STATED EXERCISE —
Write each line exactly as it stands, from the line containing "draw the outline of orange headwrap" through the end of the data.

************

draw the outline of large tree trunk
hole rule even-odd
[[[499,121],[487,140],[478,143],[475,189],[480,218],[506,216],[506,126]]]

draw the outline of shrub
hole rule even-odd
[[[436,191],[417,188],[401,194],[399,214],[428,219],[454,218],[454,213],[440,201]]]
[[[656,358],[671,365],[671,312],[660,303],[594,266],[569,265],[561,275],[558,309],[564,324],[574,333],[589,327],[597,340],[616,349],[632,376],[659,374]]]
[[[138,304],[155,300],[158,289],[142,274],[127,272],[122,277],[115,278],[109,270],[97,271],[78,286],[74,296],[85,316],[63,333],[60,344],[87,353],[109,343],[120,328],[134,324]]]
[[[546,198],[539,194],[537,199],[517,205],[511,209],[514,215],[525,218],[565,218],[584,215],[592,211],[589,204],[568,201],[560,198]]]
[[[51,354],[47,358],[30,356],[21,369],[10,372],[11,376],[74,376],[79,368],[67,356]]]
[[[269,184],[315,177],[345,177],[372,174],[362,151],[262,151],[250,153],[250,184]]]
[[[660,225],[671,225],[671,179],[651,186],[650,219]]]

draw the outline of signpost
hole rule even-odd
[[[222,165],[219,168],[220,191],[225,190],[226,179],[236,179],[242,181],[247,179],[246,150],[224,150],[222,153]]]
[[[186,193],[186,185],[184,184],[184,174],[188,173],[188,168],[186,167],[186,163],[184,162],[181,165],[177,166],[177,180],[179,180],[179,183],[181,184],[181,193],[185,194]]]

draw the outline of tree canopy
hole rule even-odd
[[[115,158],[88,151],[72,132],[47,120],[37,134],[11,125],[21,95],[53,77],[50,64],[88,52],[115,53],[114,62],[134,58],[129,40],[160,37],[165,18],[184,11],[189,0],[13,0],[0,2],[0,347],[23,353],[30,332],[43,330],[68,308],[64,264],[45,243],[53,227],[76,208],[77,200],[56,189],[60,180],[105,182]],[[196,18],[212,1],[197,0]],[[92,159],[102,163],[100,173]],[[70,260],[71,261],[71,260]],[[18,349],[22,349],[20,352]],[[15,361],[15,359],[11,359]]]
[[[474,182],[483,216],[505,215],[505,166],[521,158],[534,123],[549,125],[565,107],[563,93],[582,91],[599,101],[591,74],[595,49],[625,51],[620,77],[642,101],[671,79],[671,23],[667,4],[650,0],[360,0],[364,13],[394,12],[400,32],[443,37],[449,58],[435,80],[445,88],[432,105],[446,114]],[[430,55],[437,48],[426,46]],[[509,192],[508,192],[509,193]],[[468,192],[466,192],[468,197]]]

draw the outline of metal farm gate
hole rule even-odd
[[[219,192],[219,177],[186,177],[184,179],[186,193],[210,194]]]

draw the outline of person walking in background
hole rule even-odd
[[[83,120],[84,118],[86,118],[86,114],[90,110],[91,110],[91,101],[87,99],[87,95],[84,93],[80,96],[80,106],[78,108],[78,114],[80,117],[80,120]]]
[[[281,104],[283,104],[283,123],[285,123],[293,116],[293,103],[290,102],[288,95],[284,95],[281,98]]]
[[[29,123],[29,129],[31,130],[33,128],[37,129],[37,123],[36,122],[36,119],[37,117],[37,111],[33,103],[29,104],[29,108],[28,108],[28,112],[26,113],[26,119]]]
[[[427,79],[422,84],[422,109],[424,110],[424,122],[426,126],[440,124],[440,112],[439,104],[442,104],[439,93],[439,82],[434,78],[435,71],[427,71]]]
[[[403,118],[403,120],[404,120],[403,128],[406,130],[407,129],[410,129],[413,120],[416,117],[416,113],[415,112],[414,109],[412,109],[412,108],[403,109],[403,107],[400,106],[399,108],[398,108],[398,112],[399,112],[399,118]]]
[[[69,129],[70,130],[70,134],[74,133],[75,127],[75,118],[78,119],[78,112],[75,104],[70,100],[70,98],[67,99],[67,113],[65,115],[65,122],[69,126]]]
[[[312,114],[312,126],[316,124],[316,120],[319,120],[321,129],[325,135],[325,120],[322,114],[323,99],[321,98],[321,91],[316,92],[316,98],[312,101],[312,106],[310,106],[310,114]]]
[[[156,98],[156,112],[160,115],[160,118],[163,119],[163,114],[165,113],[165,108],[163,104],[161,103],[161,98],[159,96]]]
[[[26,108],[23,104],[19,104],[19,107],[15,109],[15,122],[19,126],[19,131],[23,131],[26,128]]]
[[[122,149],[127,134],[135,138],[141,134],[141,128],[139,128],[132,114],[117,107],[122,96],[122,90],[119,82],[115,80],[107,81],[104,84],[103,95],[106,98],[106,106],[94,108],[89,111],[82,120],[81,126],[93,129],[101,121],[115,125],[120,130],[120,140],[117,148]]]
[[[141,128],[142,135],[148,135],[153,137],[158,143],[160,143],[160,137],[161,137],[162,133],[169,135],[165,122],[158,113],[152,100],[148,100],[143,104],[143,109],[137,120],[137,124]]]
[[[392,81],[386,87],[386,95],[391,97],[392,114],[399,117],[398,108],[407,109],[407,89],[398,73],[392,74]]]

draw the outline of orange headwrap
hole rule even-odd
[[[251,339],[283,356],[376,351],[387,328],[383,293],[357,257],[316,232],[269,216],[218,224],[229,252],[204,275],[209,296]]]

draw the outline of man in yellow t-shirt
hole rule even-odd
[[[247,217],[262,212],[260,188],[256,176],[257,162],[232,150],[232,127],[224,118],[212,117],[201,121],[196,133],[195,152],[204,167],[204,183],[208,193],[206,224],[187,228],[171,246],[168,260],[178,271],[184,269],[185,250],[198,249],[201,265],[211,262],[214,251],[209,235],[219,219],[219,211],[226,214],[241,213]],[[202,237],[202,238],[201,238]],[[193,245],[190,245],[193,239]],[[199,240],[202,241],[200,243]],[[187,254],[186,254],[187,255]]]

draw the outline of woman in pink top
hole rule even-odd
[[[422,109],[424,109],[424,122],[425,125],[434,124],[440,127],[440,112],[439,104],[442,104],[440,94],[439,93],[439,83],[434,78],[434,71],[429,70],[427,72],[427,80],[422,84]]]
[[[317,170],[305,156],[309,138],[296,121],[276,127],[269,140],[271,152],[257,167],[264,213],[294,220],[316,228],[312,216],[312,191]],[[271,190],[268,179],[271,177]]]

************

FINISHED EXERCISE —
draw the outline of orange headwrap
hole rule even-odd
[[[251,339],[283,356],[376,351],[387,328],[383,293],[357,257],[316,232],[269,216],[218,224],[229,252],[204,275],[209,296]]]

draw the outline of man in yellow t-shirt
hole rule even-odd
[[[247,217],[262,212],[260,188],[256,176],[257,162],[232,150],[232,127],[224,118],[212,117],[201,121],[196,133],[195,152],[204,167],[204,183],[208,193],[206,224],[187,228],[171,246],[168,260],[178,271],[184,269],[185,250],[198,249],[201,265],[211,262],[214,251],[209,235],[219,219],[219,211],[226,214],[241,213]],[[202,237],[202,238],[201,238]],[[193,245],[190,245],[193,239]],[[199,240],[202,241],[200,243]],[[187,254],[186,254],[187,255]]]

draw the outline of woman in pink top
hole rule even-odd
[[[422,109],[424,109],[424,122],[425,125],[434,124],[440,127],[440,112],[439,104],[442,104],[440,94],[439,93],[439,83],[434,78],[434,71],[429,70],[427,72],[427,80],[422,84]]]
[[[317,170],[305,156],[309,138],[296,121],[276,127],[269,140],[271,152],[257,167],[264,213],[294,220],[316,228],[312,216],[312,191]],[[271,190],[268,179],[271,177]]]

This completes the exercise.